• [DATA EXTRACTS]
------------------------------
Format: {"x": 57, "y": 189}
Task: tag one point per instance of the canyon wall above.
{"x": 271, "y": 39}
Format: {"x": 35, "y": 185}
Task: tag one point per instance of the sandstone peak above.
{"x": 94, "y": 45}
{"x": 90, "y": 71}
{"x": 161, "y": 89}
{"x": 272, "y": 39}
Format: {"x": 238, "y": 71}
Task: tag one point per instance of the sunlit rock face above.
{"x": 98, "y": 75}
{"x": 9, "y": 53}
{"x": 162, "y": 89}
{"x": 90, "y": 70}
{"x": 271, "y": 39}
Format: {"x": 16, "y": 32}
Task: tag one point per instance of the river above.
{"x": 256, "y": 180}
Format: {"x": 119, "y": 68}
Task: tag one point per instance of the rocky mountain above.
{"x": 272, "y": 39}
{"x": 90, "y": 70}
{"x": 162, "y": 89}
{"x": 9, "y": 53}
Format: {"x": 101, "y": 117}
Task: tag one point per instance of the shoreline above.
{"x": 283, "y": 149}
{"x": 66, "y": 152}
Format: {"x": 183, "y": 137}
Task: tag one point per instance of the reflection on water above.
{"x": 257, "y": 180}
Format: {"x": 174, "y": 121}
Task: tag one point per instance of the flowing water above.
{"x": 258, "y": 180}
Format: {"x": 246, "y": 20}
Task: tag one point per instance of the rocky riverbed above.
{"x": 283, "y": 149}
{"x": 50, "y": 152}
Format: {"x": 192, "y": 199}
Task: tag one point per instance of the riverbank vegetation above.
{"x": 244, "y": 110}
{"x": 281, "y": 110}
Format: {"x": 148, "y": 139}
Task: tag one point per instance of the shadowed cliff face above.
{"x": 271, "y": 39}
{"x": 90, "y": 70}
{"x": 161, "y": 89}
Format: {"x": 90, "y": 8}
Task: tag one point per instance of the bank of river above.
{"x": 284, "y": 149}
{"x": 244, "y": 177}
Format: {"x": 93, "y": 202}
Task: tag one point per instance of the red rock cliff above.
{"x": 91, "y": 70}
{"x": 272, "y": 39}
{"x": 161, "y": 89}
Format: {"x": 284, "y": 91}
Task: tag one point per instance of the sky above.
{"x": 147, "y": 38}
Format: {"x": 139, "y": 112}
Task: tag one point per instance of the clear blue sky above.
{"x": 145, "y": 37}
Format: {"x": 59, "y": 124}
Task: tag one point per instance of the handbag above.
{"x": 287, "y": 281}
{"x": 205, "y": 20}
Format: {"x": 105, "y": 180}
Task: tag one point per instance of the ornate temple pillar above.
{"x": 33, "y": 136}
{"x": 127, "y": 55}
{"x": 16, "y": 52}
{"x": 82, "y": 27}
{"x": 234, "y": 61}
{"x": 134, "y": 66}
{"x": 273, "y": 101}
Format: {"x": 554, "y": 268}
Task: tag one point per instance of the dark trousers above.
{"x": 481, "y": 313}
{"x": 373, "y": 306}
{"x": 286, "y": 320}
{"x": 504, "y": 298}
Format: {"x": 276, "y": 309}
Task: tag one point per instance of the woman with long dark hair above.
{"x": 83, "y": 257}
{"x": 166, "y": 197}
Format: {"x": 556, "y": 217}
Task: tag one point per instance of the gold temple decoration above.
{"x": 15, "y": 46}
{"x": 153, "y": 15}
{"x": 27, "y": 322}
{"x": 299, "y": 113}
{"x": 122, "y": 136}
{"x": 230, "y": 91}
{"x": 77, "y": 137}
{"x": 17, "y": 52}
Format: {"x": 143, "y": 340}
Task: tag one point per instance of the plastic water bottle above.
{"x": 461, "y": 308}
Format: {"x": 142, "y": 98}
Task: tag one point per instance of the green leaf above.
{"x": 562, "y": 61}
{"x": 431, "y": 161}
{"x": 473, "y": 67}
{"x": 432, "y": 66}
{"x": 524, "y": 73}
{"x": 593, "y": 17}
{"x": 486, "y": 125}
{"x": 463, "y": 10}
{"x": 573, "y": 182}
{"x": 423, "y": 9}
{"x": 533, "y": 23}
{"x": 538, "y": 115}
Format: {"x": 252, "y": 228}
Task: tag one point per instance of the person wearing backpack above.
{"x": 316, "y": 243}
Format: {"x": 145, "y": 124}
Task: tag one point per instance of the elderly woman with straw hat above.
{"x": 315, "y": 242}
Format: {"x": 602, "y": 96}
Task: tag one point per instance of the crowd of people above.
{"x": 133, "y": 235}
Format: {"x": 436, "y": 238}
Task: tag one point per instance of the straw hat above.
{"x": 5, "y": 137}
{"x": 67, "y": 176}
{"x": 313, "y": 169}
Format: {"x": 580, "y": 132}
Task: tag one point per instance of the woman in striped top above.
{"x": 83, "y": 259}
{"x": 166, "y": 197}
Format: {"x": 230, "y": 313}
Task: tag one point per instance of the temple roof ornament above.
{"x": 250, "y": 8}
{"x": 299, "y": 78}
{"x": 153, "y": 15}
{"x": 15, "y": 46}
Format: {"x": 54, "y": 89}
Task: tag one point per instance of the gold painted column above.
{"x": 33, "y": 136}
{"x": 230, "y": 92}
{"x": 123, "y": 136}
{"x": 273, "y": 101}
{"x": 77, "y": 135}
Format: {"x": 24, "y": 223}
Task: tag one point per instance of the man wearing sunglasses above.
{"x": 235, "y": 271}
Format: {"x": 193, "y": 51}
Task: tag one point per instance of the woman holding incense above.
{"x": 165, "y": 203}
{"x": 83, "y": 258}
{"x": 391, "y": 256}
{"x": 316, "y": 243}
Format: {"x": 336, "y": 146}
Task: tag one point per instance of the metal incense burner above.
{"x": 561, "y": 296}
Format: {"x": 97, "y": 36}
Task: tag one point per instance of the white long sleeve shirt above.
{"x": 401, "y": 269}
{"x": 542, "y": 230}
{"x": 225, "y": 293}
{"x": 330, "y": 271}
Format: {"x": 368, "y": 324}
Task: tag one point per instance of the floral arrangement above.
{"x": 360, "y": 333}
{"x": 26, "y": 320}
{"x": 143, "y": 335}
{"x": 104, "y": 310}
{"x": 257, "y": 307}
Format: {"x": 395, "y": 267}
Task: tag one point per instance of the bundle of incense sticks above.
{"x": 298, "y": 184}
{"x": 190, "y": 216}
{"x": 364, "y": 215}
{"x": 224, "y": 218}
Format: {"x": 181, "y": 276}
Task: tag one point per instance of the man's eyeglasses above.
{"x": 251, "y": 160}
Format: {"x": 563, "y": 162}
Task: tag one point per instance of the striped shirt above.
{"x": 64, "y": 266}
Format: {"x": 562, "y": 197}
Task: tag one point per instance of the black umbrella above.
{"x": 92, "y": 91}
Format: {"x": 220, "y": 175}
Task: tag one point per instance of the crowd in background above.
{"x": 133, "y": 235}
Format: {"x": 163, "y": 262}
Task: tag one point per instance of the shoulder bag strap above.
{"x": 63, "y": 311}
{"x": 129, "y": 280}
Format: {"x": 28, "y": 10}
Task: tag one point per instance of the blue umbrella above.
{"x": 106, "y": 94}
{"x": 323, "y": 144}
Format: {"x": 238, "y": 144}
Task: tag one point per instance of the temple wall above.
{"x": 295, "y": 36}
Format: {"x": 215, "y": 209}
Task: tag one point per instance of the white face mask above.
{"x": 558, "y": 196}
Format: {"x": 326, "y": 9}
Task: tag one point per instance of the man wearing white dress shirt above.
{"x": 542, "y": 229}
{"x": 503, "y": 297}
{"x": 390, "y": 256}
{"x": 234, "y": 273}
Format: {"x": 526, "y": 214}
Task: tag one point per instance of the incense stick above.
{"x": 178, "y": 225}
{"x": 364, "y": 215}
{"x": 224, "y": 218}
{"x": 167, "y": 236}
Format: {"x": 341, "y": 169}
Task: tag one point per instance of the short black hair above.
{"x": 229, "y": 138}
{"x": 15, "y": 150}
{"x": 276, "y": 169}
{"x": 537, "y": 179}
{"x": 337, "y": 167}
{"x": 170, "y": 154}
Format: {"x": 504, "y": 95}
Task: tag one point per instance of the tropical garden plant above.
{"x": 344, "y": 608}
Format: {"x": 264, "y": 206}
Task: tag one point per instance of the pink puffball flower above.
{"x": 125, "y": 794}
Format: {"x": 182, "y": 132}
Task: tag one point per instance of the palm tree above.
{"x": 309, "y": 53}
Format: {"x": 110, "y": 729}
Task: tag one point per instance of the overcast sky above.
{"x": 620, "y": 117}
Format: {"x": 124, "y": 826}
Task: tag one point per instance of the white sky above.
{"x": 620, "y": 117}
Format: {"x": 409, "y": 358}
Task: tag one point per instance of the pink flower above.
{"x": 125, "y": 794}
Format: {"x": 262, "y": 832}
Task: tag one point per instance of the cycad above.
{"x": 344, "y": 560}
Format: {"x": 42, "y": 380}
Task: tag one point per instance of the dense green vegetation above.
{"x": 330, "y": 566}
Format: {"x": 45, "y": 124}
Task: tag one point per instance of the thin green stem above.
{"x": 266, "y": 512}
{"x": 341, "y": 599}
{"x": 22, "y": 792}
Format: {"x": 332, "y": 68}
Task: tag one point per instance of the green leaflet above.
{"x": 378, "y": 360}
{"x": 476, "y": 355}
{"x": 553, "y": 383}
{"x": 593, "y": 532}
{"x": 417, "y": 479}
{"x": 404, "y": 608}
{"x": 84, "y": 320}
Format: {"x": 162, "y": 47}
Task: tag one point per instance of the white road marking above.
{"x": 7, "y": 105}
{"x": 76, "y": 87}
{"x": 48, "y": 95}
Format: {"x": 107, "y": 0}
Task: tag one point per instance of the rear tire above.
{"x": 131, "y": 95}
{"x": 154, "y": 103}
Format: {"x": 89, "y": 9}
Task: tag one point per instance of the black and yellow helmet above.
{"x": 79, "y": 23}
------------------------------
• [TASK DIRECTIONS] Restate exactly each line of the data from the one bearing "Task: tag one point per instance of the rear" to the end, and add nothing.

• [EXERCISE RESPONSE]
Task: tag one point per instance of the rear tire above.
{"x": 131, "y": 95}
{"x": 154, "y": 103}
Format: {"x": 89, "y": 9}
Task: tag one point per instance of the black and yellow helmet above.
{"x": 79, "y": 23}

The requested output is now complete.